— start Data shown —

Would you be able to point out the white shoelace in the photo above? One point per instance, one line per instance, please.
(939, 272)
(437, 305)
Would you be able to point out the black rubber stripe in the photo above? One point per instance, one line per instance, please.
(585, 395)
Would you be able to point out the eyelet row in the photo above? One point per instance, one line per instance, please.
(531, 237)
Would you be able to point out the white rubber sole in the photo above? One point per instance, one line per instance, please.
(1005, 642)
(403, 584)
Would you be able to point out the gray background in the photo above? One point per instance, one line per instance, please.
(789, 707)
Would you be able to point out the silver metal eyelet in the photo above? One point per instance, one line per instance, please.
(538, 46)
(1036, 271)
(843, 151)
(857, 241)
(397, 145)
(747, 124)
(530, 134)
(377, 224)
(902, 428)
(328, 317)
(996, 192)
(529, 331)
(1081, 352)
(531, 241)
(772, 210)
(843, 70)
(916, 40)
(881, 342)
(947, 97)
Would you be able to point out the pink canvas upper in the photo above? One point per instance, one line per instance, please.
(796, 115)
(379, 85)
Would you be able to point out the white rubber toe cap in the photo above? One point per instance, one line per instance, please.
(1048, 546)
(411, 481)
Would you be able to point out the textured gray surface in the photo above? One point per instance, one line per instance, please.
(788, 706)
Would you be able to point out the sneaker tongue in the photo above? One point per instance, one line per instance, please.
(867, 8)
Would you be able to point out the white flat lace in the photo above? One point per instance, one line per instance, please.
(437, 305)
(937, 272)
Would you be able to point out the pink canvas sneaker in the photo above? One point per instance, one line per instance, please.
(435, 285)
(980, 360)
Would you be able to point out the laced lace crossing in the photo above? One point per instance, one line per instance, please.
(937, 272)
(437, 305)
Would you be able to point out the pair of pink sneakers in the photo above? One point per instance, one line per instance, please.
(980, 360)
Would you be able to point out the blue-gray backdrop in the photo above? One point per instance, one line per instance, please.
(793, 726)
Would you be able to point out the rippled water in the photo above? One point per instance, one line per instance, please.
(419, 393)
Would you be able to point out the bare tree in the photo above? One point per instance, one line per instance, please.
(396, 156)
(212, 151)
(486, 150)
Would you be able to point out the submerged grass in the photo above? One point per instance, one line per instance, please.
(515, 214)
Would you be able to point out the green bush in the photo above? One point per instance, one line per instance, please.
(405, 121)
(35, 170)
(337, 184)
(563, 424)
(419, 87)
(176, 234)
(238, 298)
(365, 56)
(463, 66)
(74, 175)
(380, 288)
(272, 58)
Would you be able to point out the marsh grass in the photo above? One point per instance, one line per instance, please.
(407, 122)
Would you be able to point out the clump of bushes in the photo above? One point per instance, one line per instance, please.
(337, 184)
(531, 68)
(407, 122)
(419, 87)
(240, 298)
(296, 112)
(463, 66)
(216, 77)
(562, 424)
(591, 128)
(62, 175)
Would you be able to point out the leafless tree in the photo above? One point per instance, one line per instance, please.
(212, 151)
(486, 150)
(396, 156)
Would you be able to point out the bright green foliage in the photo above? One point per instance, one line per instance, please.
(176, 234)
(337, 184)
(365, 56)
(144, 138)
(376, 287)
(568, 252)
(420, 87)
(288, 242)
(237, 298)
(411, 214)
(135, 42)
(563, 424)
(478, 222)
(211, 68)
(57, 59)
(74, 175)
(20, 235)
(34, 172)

— end Data shown —

(Requirement):
Rewrite all of the records with "Would you be able to point out" changed to "Could you mark" and everything else left as it is.

(Correct result):
Could you mark the white shoelace in the photo above? One point per instance, one line per instance, please.
(939, 272)
(437, 305)
Could you mark the black rubber stripe in the photo above? One point per instance, one line per instance, please.
(585, 395)
Could you mark the eyelet row in the photo above? One point per instance, one line per instance, please.
(531, 237)
Could you mark the white rubber sole in the photo above? One point per instance, one line per instance, please.
(1005, 642)
(403, 584)
Could you mark the gray background in the photo above? One point per instance, one line per instance, please.
(789, 707)
Could you mark the silver metal eyelet in the photo above? One point per instance, one line per instance, please.
(538, 46)
(1036, 271)
(843, 151)
(857, 241)
(397, 145)
(747, 124)
(530, 134)
(377, 224)
(902, 428)
(328, 317)
(996, 192)
(529, 331)
(1081, 352)
(531, 241)
(772, 210)
(843, 70)
(916, 40)
(881, 342)
(947, 97)
Could you mark the pink canvas upper in the photo above? One point per instance, one line per instance, please.
(796, 115)
(379, 85)
Could you mark the white rubber toe cap in the photo above? One point per instance, one line per instance, please.
(1048, 546)
(411, 481)
Could you mark the textured gray surface in the photo above? One point per instance, one line per instance, please.
(788, 706)
Could you mark the sneaker tongue in the photo above? One point per instance, one line per instance, please.
(867, 8)
Could you mark the white flat lace in the photo above? One point per instance, one line per instance, please.
(437, 305)
(937, 272)
Could you mark the pink canvas sneaker in the photo above? One point per instance, one line per instance, please.
(435, 285)
(980, 360)
Could you mark the laced lace crossing in the photo above? One point per instance, one line per instance, please.
(937, 272)
(437, 305)
Could you mark the pair of pink sneakers in the photo above? One point per instance, one line per instance, please.
(980, 360)
Could you mark the blue-gray backdrop in the photo above? One point per instance, one line per instance, please.
(793, 726)
Could you mark the rippled water in the photo above? One point per instance, one line per instance, please.
(419, 393)
Could you mark the bare tree in the photo above? One point per instance, one line per instance, please.
(396, 156)
(212, 151)
(486, 150)
Could you mark the submerged grass in the photo above? One point per instance, one line per instance, please.
(515, 214)
Could you mark the green bush in the photo above? One point per instance, one line per instance, please.
(405, 121)
(35, 170)
(337, 184)
(563, 424)
(419, 87)
(176, 234)
(238, 298)
(365, 56)
(463, 66)
(74, 175)
(380, 288)
(272, 58)
Could you mark the marsh grass in the photo above? One point per instance, one line per instance, please.
(407, 122)
Could you mark the clump of bushes in the photo above? One point per instance, one line per instance, please.
(337, 184)
(531, 68)
(407, 122)
(419, 87)
(240, 298)
(296, 112)
(463, 66)
(216, 77)
(562, 424)
(591, 128)
(62, 175)
Could you mark the leafless tree in the photo above? One point per instance, one line per instance, please.
(212, 151)
(486, 150)
(396, 156)
Could you mark the bright green foliage in the photo above? One point per instance, one line per instance, please.
(176, 234)
(337, 184)
(365, 56)
(144, 138)
(376, 287)
(568, 252)
(420, 87)
(288, 242)
(237, 298)
(411, 214)
(135, 42)
(563, 424)
(478, 222)
(211, 68)
(57, 59)
(74, 175)
(20, 235)
(34, 172)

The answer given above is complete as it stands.